- [Задачи для решения]
a) Перепечатайте часть отрывка текста, начиная со слов "Рыцарь — это не" и заканчивая словами "говорить не будем.".
b) Какой совет, согласно отрывку текста, якобы дал Лев Николаевич человеку, который ужасно боялся генералов?

- [Отрывок текста]
##############################
Отец мальчика, который уже давно вырос и вот теперь умер, был принципиальным толстовцем. У отца мальчика даже неприятности были, связанные с тем, что он не хотел воевать. Думаю, отцовские опыт и путь на Наймана повлияли. По крайней мере, он помнил этот почти анекдот. (Было, не было, откуда мы знаем?)

Дескать, спросил кто-то у Льва Николаевича: «Что мне делать? Я ужасно боюсь генералов, просто все трепещет, почти теряю сознание». На что якобы Лев Николаевич сказал: «А вы посмотрите на него в бане».

Рыцарь — это не тот, кто постоянно служит. Рыцарь — это тот, кто может посмотреть на тебя иронически и сказать: «А вот тебе я служить не буду. Смыслом не вышел».

И улыбочка криво сползет с нашего самодовольного лица. Это же пробуждение. Пусть не от просевшего во сне потолка, но все равно пробуждения. И, кажется, мы проснулись голыми. Никакие мы не Лев Толстой и не Ахматова. Так нам и надо. В следующий раз глупости говорить не будем.

<...>

Пробуждение — дождь и короткий зной,
жалоб не принимает, цветя, будыльник.
Юг железнодорожный и север речной
ставят на ранний час заводной будильник.
##############################
- [Фрагменты материала]

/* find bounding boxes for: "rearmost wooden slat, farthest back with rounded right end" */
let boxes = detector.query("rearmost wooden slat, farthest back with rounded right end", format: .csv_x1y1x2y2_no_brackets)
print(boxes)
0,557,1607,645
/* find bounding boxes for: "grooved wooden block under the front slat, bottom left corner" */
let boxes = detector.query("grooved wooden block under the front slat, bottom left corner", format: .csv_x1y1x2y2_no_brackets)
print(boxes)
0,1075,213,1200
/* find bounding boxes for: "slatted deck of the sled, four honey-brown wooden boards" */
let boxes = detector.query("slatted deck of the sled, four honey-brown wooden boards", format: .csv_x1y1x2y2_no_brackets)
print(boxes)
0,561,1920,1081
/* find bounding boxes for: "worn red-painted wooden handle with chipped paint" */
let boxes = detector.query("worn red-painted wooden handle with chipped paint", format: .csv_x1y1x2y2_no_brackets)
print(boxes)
##############################
- [Решения по задачам]
a)
Рыцарь — это не тот, кто постоянно служит. Рыцарь — это тот, кто может посмотреть на тебя иронически и сказать: «А вот тебе я служить не буду. Смыслом не вышел».

И улыбочка криво сползет с нашего самодовольного лица. Это же пробуждение. Пусть не от просевшего во сне потолка, но все равно пробуждения. И, кажется, мы проснулись голыми. Никакие мы не Лев Толстой и не Ахматова. Так нам и надо. В следующий раз глупости говорить не будем.

b) Посмотреть на генерала в бане.